What is asked: Change every "keeping to the form of this sample" in the data below to "following the format of this sample" and reproduce the rest without alteration. Leave the pictures out.

Task inputs:

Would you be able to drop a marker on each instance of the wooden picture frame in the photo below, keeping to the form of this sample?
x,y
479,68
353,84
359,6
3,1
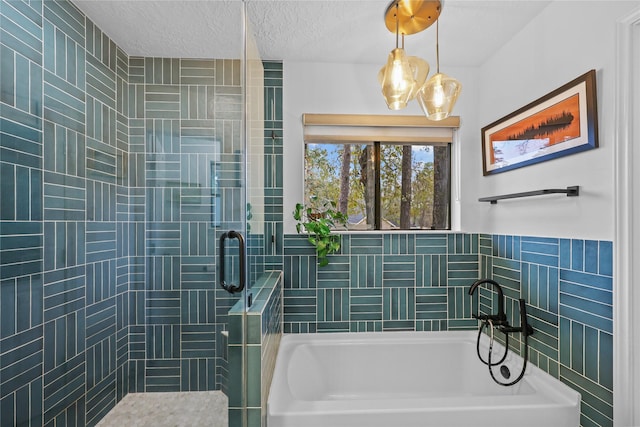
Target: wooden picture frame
x,y
560,123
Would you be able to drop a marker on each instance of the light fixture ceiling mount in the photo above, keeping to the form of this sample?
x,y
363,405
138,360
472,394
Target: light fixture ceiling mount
x,y
413,16
403,77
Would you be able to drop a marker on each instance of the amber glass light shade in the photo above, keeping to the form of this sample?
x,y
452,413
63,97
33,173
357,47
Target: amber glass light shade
x,y
398,82
438,96
419,70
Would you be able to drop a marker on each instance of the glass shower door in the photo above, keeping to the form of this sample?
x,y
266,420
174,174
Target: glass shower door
x,y
241,260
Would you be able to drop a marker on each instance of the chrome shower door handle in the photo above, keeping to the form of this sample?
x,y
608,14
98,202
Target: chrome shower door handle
x,y
228,287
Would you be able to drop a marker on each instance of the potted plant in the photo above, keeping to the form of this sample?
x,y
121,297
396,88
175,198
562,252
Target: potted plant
x,y
318,225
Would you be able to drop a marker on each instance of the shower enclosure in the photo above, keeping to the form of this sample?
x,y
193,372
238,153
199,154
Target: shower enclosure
x,y
119,175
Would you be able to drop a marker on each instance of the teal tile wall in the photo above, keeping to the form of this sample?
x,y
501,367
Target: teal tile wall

Response:
Would you be able to drop a marker on each instance of the wooden picture frame in the photo below, following the format of this sample?
x,y
479,68
353,84
359,6
3,1
Target: wooden picture frame
x,y
560,123
Would you be able to drop a marker on each instance of the light fixture ceiling mount in the photo above, following the format of this sample?
x,y
363,405
138,360
472,394
Target: light fixture ceiling mount
x,y
413,16
403,77
Would you be able to drop a marker on each instance of the amber glass light shade in the photo above, following the format of this sample?
x,y
452,413
63,97
33,173
357,47
Target: amber glass light shade
x,y
398,82
438,96
419,70
Would you be able to drop a marker on each instance of the glass shower door in the photo above, following the format of this sample?
x,y
266,420
174,174
Target: glass shower door
x,y
241,260
Would you be able to drop a marker on each instance of the chrome shower door handle in the photo above, following the format of this sample?
x,y
608,14
98,202
Target: chrome shower door handle
x,y
228,287
Would you be able to drop a marker on each instance of the potted plant in the photo above, following the format of this sample?
x,y
121,297
396,88
175,198
562,252
Target: potted plant
x,y
318,225
Would you be able to drop a marker on each instance of the shower enclosure in the photo above, following the format of this sample?
x,y
193,372
238,153
199,154
Target: shower enclosure
x,y
119,175
Would you be able to drop a marker on each instance of the teal tile wall in the photo above, following the format of this sample?
x,y
501,367
Target: teal tile wall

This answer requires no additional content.